**Given request**
Pull out each line of the data below that contains the string "metal". Case counts.

[Annotated coordinate records]
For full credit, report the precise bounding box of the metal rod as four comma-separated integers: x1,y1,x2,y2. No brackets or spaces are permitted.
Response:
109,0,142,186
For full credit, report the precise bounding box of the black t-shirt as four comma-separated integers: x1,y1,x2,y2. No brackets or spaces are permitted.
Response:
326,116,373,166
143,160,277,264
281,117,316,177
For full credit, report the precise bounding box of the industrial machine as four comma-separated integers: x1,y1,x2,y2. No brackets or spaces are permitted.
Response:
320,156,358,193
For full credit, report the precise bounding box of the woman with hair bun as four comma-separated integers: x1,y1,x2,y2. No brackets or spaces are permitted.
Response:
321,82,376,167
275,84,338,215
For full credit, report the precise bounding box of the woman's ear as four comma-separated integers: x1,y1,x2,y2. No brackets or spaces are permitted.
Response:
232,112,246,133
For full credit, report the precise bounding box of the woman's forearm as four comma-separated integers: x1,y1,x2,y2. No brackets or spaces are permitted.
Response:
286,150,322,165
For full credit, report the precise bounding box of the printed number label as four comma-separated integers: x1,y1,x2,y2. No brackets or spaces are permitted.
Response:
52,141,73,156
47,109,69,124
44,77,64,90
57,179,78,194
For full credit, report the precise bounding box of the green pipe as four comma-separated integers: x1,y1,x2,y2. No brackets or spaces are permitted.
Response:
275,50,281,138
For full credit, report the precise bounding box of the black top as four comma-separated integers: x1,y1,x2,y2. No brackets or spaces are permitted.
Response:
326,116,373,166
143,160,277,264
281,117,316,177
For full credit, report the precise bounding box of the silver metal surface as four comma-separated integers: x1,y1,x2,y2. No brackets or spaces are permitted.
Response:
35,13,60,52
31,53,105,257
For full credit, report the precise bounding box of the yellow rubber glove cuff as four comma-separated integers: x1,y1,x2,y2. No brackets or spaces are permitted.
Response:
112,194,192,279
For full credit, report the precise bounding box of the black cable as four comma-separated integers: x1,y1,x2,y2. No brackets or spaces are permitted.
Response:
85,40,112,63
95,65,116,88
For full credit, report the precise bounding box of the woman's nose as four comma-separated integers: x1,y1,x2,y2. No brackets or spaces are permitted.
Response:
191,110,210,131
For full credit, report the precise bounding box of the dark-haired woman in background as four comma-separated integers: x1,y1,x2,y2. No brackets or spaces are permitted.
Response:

**Task output**
For full credit, report the precise bounding box of the metal rod as four comma-separated integers: x1,y1,x2,y2. No brackets or spaces are permitted.
For full credit, report the precise bounding box of the silver metal surface as four comma-separated integers: x1,y1,x2,y2. No brackets or spaces are permitted.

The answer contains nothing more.